* _EXERCISE BRIEF_: Rewrite the data below as a two-column Markdown table headed Row and Line. Number each line in order and leave out any blank lines.

* _SUPPLIED RECORDS_:
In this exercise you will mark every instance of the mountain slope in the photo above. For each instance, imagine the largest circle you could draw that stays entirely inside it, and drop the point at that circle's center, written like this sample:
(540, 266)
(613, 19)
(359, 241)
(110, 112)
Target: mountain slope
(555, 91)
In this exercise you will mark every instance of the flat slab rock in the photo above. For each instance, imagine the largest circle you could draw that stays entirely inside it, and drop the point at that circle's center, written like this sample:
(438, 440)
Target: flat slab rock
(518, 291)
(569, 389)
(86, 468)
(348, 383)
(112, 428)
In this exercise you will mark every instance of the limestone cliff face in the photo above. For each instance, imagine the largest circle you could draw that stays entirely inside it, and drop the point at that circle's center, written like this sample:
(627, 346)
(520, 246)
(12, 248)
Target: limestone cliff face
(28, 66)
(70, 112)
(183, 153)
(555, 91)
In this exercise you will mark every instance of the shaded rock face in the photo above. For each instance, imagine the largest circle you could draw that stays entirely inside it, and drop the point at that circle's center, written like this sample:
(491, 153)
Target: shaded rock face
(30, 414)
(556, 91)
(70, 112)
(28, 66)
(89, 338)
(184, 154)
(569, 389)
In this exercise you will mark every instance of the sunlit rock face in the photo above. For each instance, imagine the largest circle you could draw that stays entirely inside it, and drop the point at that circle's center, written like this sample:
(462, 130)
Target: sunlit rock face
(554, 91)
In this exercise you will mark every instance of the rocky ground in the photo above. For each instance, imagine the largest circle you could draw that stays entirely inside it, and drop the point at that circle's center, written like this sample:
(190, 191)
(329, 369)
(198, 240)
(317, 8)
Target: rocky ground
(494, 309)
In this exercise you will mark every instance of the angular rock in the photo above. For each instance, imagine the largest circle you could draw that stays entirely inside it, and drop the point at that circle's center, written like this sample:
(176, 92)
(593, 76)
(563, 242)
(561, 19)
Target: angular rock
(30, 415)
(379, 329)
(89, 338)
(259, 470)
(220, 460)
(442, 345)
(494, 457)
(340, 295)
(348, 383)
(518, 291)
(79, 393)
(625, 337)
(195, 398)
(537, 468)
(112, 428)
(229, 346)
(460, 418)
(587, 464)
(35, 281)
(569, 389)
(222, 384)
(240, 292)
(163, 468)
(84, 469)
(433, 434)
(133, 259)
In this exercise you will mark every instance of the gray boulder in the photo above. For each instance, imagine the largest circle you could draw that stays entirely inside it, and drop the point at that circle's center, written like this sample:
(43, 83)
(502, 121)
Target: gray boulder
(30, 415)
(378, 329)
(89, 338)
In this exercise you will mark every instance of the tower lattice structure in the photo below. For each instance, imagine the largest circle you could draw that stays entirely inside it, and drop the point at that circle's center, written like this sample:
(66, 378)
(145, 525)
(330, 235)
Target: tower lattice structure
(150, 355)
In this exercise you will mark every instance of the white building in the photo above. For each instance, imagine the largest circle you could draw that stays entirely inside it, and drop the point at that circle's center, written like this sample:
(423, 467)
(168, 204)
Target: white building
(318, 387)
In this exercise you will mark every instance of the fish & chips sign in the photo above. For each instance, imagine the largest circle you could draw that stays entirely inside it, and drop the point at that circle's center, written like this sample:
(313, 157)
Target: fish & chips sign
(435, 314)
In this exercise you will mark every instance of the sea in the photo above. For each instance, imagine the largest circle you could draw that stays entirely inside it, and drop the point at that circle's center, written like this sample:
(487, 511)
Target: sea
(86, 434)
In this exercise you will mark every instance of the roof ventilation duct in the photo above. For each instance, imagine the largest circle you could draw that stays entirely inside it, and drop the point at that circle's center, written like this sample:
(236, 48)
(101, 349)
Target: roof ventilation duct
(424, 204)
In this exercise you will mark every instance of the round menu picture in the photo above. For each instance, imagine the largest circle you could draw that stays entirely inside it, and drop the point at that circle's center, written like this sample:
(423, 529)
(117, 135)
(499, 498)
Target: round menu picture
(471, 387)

* _WRITTEN ANSWER_:
| Row | Line |
|---|---|
| 1 | In this exercise you will mark every instance of the mountain slope in the photo above. For each instance, imagine the largest circle you could draw that stays entirely inside it, and drop the point at that circle's center, written like this sample: |
| 2 | (540, 266) |
| 3 | (613, 19) |
| 4 | (359, 241) |
| 5 | (110, 112) |
| 6 | Target: mountain slope |
| 7 | (555, 91) |
| 8 | In this exercise you will mark every instance of the flat slab rock in the photo above. For each instance, imagine the largest circle you could draw that stays entirely inside it, and drop the point at that circle's center, written like this sample: |
| 9 | (438, 440) |
| 10 | Target: flat slab rock |
| 11 | (518, 291) |
| 12 | (569, 389) |
| 13 | (86, 468) |
| 14 | (348, 383) |
| 15 | (112, 428) |
| 16 | In this exercise you will mark every instance of the limestone cliff face in the photo above. For each instance, imagine the largest circle you could draw that stays entirely inside it, and drop the point at that circle's center, written like this sample: |
| 17 | (627, 346) |
| 18 | (520, 246) |
| 19 | (12, 248) |
| 20 | Target: limestone cliff face |
| 21 | (28, 66) |
| 22 | (70, 112) |
| 23 | (183, 153) |
| 24 | (555, 91) |
| 25 | In this exercise you will mark every instance of the shaded rock face in the photo above. For each instance, imagine the largest circle you could draw that stays entirely inside it, and drop the point at that circle's center, written like this sample: |
| 26 | (491, 153) |
| 27 | Target: shaded rock face |
| 28 | (30, 414) |
| 29 | (556, 91) |
| 30 | (70, 112) |
| 31 | (28, 66) |
| 32 | (89, 338) |
| 33 | (184, 154) |
| 34 | (569, 389) |
| 35 | In this exercise you will mark every instance of the sunlit rock face in the photo above. For each instance, imagine the largest circle you could draw that stays entirely inside it, and drop the point at that circle's center, written like this sample: |
| 36 | (462, 130) |
| 37 | Target: sunlit rock face |
| 38 | (554, 91) |
| 39 | In this exercise you will mark every instance of the rocky ground in the photo above. For each instance, imagine the largest circle you could draw that stays entirely inside it, and drop the point at that circle's center, written like this sample: |
| 40 | (190, 191) |
| 41 | (329, 369) |
| 42 | (198, 240) |
| 43 | (317, 8) |
| 44 | Target: rocky ground |
| 45 | (494, 309) |
| 46 | In this exercise you will mark every instance of the angular rock in the photo above. For each instance, imagine the largest circle you could draw that stays entirely inside it, and drop the point at that circle's center, written like this sample: |
| 47 | (176, 92) |
| 48 | (593, 76) |
| 49 | (563, 242) |
| 50 | (561, 19) |
| 51 | Target: angular rock |
| 52 | (30, 415) |
| 53 | (379, 329) |
| 54 | (89, 338) |
| 55 | (259, 470) |
| 56 | (220, 460) |
| 57 | (442, 345) |
| 58 | (494, 457) |
| 59 | (340, 295) |
| 60 | (348, 383) |
| 61 | (518, 291) |
| 62 | (79, 393) |
| 63 | (625, 337) |
| 64 | (195, 398) |
| 65 | (537, 468) |
| 66 | (112, 428) |
| 67 | (229, 346) |
| 68 | (460, 418) |
| 69 | (587, 464) |
| 70 | (35, 281) |
| 71 | (569, 389) |
| 72 | (222, 384) |
| 73 | (240, 292) |
| 74 | (163, 468) |
| 75 | (84, 469) |
| 76 | (433, 434) |
| 77 | (133, 259) |
| 78 | In this exercise you will mark every instance of the gray boulder in the photo above. For each instance, imagine the largest circle you could draw that stays entirely inside it, and drop the point at that circle's center, written like this sample: |
| 79 | (43, 83) |
| 80 | (502, 121) |
| 81 | Target: gray boulder |
| 82 | (30, 415) |
| 83 | (378, 329) |
| 84 | (89, 338) |
| 85 | In this exercise you will mark every instance of the tower lattice structure in the photo below. For each instance, imagine the largest circle you could draw that stays entirely inside it, and drop the point at that circle's center, written like this sample: |
| 86 | (66, 378) |
| 87 | (145, 525) |
| 88 | (330, 235) |
| 89 | Target: tower lattice structure |
| 90 | (150, 355) |
| 91 | In this exercise you will mark every instance of the white building in the photo above. For each instance, imagine the largest circle you could draw that stays entirely inside it, and drop the point at that circle's center, written like this sample: |
| 92 | (423, 467) |
| 93 | (168, 204) |
| 94 | Target: white building |
| 95 | (318, 387) |
| 96 | In this exercise you will mark every instance of the fish & chips sign in the photo above. For each instance, imagine the largest circle you could draw that stays entirely inside it, and drop the point at that circle's center, written like this sample: |
| 97 | (313, 157) |
| 98 | Target: fish & chips sign |
| 99 | (435, 314) |
| 100 | In this exercise you will mark every instance of the sea in the photo above. For each instance, imagine the largest circle you could draw that stays entirely inside it, and drop the point at that circle's center, written like this sample: |
| 101 | (487, 511) |
| 102 | Target: sea |
| 103 | (86, 434) |
| 104 | In this exercise you will mark every instance of the roof ventilation duct in the photo above. For each instance, imagine the largest circle you could draw that stays entirely inside it, and drop the point at that circle's center, written like this sample: |
| 105 | (236, 48) |
| 106 | (101, 349) |
| 107 | Target: roof ventilation duct |
| 108 | (424, 204) |
| 109 | In this exercise you will mark every instance of the round menu picture in the photo above. For each instance, imagine the largest circle you could draw that stays entirely inside it, and drop the point at that circle's center, written like this sample: |
| 110 | (423, 529) |
| 111 | (117, 135) |
| 112 | (499, 498) |
| 113 | Target: round menu picture |
| 114 | (471, 387) |